Text block |
As at a women's conference last June, a group of Islamic countries including Egypt, Libya, Sudan and Pakistan opposed language on sexual education for women, as well as widespread access to condoms for women as well as men.
Most objectionable to these countries were calls for participation by at-risk groups, such as homosexuals, prostitutes and prisoners.
For many other states, the important thing is to focus on protecting and promoting the health of the groups most vulnerable to HIV infection. That includes "children in especially difficult circumstances, men who have sex with men, sex workers and their clients, drug users and their sexual partners, persons confined in institutions and prisons, refugees, internally displaced persons and people separated from their families due to work or conflict."
How about a cure?
So far there is no vaccine. The search is heating up, but the solution may still be far away. And present drugs do not constitute a cure.
Among the challenges are that the HIV virus continually mutates and recombines, which suggests that a successful vaccine would have to protect a person against many strains. And there are other problems, including the way it can be transmitted as both a free virus and in infected cells.
Julian Meldrum, formerly special adviser on vaccines to Britain's National Aids Trust, wrote in the Observer last week that there was cautious optimism among researchers that a vaccine was achievable.
That is a striking turnaround from 1994, when the United States National Institutes of Health decided against launching a first full-scale HIV vaccine trial.

Task objective | Reproduce word for word the part of the HIV passage from "So far there" to "in infected cells.". The entries that come next have no connection to the passage on HIV policy and vaccine research.

[Point-per-instance localization data]
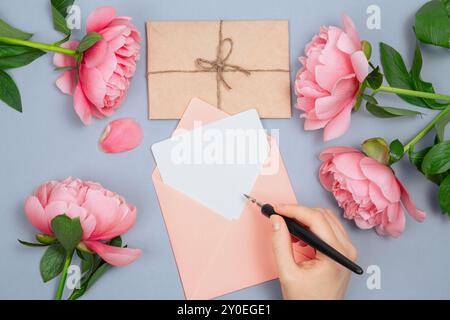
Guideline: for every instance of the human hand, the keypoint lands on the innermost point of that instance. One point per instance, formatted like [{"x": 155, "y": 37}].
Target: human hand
[{"x": 321, "y": 277}]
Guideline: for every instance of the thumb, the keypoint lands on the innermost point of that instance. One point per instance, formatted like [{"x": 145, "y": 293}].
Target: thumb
[{"x": 282, "y": 246}]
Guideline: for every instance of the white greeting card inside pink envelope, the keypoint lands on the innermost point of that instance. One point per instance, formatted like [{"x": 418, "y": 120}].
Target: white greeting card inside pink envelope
[{"x": 216, "y": 163}]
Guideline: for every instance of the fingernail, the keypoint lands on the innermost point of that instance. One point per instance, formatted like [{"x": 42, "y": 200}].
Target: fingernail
[{"x": 275, "y": 225}]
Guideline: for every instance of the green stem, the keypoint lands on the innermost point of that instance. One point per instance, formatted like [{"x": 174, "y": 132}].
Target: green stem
[
  {"x": 62, "y": 280},
  {"x": 425, "y": 130},
  {"x": 39, "y": 45},
  {"x": 406, "y": 92}
]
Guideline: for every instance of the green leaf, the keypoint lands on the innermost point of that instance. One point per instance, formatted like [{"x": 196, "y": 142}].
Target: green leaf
[
  {"x": 45, "y": 239},
  {"x": 88, "y": 41},
  {"x": 87, "y": 260},
  {"x": 370, "y": 99},
  {"x": 375, "y": 78},
  {"x": 115, "y": 242},
  {"x": 9, "y": 93},
  {"x": 420, "y": 84},
  {"x": 437, "y": 159},
  {"x": 444, "y": 195},
  {"x": 68, "y": 231},
  {"x": 396, "y": 73},
  {"x": 97, "y": 269},
  {"x": 389, "y": 112},
  {"x": 52, "y": 262},
  {"x": 396, "y": 151},
  {"x": 416, "y": 158},
  {"x": 31, "y": 244},
  {"x": 440, "y": 127},
  {"x": 17, "y": 56},
  {"x": 59, "y": 13},
  {"x": 432, "y": 23},
  {"x": 62, "y": 69},
  {"x": 366, "y": 48},
  {"x": 377, "y": 149},
  {"x": 8, "y": 31}
]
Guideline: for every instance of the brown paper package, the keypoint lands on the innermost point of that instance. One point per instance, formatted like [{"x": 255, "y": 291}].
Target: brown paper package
[{"x": 235, "y": 65}]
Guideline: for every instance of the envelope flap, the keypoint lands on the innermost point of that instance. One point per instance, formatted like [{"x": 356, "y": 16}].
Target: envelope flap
[
  {"x": 166, "y": 39},
  {"x": 194, "y": 232},
  {"x": 249, "y": 240}
]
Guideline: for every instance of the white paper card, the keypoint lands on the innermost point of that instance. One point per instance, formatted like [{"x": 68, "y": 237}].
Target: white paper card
[{"x": 216, "y": 163}]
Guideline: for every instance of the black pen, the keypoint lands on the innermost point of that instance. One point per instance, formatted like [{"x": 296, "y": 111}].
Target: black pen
[{"x": 301, "y": 232}]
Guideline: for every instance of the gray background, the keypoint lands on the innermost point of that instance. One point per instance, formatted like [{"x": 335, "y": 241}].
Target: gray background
[{"x": 48, "y": 142}]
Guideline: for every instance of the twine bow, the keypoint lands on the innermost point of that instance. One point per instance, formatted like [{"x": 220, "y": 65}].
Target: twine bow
[{"x": 219, "y": 65}]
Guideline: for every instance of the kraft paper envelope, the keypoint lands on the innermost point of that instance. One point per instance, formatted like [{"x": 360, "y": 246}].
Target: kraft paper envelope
[
  {"x": 215, "y": 255},
  {"x": 234, "y": 65}
]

Exercise output |
So far there is no vaccine. The search is heating up, but the solution may still be far away. And present drugs do not constitute a cure.
Among the challenges are that the HIV virus continually mutates and recombines, which suggests that a successful vaccine would have to protect a person against many strains. And there are other problems, including the way it can be transmitted as both a free virus and in infected cells.